[Dataset excerpts on object pointing]
──────
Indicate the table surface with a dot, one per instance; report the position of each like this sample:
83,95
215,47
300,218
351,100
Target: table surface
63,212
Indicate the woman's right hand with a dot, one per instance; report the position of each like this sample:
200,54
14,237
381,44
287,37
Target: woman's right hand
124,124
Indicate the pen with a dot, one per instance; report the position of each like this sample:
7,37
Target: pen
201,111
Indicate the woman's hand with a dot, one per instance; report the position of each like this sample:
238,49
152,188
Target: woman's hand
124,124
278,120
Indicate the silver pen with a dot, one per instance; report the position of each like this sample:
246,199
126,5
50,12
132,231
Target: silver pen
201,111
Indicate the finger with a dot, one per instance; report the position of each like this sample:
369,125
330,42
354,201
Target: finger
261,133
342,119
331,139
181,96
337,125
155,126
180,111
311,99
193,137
──────
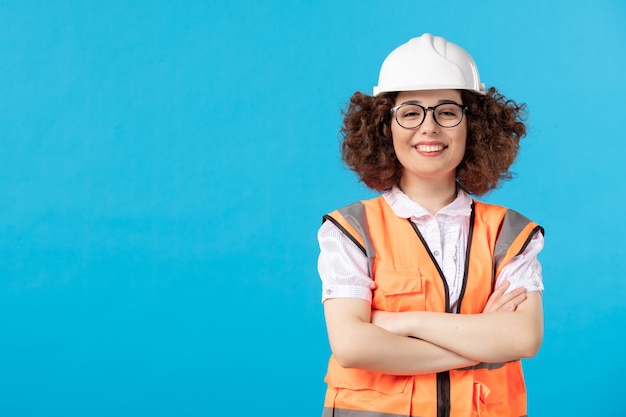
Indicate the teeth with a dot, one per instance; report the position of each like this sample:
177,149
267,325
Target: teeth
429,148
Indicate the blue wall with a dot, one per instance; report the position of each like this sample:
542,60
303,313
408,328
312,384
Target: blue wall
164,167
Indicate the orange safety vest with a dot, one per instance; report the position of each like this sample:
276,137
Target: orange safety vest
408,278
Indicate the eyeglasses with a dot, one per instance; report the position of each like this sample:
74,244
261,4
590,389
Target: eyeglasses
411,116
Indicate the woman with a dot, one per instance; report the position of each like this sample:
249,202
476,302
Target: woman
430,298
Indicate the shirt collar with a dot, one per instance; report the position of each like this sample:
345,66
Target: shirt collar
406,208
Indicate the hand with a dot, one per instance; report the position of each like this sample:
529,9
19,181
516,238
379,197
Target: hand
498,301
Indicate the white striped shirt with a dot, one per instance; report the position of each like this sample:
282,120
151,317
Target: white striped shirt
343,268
──────
• _What you should do_:
How many lines in the rows above contain the string "hand"? Give only the number.

• _Written response_:
6